● **Work instruction**
What is needed is an exact retyping of the records below, from the first line through the line that contains "Query: halved zucchini".

● **Given records**
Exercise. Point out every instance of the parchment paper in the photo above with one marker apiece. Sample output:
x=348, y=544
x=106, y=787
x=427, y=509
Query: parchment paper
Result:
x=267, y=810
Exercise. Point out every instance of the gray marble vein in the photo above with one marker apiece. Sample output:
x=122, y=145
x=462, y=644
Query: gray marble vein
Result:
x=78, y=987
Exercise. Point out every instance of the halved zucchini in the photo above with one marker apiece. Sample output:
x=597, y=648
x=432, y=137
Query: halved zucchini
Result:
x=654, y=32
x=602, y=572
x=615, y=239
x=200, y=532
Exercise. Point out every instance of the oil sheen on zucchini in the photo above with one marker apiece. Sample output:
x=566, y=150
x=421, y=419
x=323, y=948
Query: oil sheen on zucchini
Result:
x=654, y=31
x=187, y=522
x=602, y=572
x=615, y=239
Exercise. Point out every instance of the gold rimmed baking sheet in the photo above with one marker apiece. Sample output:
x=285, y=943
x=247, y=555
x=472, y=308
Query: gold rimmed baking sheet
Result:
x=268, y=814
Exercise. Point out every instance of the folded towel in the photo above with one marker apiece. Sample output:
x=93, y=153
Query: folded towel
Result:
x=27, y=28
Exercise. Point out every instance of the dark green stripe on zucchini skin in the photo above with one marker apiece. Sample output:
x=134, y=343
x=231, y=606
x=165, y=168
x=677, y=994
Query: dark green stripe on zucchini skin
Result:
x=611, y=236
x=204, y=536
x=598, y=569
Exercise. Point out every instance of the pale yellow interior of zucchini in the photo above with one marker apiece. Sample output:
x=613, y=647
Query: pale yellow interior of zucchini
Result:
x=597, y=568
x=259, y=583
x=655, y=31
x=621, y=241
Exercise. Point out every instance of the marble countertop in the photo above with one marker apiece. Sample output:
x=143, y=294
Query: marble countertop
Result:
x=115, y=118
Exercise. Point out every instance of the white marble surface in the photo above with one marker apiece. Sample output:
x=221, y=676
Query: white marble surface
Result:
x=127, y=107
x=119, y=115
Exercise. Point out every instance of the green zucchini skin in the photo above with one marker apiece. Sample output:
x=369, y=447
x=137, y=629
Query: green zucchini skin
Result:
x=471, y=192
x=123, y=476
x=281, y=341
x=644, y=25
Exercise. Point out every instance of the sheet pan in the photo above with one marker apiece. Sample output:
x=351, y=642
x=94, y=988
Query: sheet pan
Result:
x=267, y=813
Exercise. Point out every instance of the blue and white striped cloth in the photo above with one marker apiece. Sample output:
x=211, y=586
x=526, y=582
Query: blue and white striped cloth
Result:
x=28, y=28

● **Answer box**
Exercise. Point out every instance of the parchment paper in the photo above with one marker apiece. Sample output:
x=348, y=544
x=106, y=787
x=427, y=509
Query: parchment paper
Result:
x=267, y=810
Exercise. Point out every instance of the gray marble vein in the photo above with one marker apiece. Sample output:
x=122, y=145
x=462, y=644
Query: gray marble vein
Result:
x=78, y=987
Exercise. Point out every instance of the halved zucchini in the photo above with one marker apiece. Sample output:
x=597, y=648
x=432, y=137
Query: halved zucchini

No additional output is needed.